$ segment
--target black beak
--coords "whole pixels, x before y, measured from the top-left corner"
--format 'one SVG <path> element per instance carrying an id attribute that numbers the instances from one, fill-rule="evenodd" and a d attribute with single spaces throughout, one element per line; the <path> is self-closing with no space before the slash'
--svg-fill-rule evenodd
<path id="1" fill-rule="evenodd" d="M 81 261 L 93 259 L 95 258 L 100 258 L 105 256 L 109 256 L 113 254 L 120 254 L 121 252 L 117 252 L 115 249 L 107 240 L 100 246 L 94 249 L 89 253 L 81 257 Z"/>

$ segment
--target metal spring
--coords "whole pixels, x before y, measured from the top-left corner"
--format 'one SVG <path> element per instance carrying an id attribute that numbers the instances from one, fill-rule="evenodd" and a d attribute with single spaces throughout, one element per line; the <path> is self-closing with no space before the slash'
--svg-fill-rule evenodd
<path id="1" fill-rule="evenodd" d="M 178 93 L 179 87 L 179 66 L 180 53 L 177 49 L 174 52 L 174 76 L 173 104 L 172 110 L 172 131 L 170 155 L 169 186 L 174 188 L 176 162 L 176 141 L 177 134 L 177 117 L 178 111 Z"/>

------------------------

**DIRECTIONS FOR THIS TASK**. Lay out every line of the records above as a JSON list of strings, one string per line, leaving out the blank lines.

**COMPLETE RESPONSE**.
[
  "$ segment",
  "--target black beak",
  "--coords \"whole pixels, x before y, measured from the top-left corner\"",
  "--format 'one SVG <path> element per instance carrying an id attribute that numbers the instances from one, fill-rule=\"evenodd\" and a d attribute with single spaces throughout, one element per line; the <path> is self-closing with no space before the slash'",
  "--svg-fill-rule evenodd",
  "<path id=\"1\" fill-rule=\"evenodd\" d=\"M 81 261 L 93 259 L 95 258 L 100 258 L 105 256 L 109 256 L 113 254 L 120 254 L 121 252 L 117 252 L 115 249 L 107 240 L 100 246 L 94 249 L 89 253 L 81 257 Z\"/>",
  "$ segment",
  "--target metal spring",
  "--coords \"whole pixels, x before y, measured from the top-left corner\"",
  "--format 'one SVG <path> element per instance carrying an id attribute that numbers the instances from one, fill-rule=\"evenodd\" and a d attribute with single spaces throughout, one element per line; the <path> is self-closing with no space before the slash'",
  "--svg-fill-rule evenodd",
  "<path id=\"1\" fill-rule=\"evenodd\" d=\"M 178 93 L 179 87 L 179 66 L 180 53 L 177 49 L 174 52 L 174 76 L 173 104 L 172 110 L 172 131 L 170 155 L 169 186 L 174 188 L 176 162 L 176 141 L 177 134 L 177 117 L 178 111 Z\"/>"
]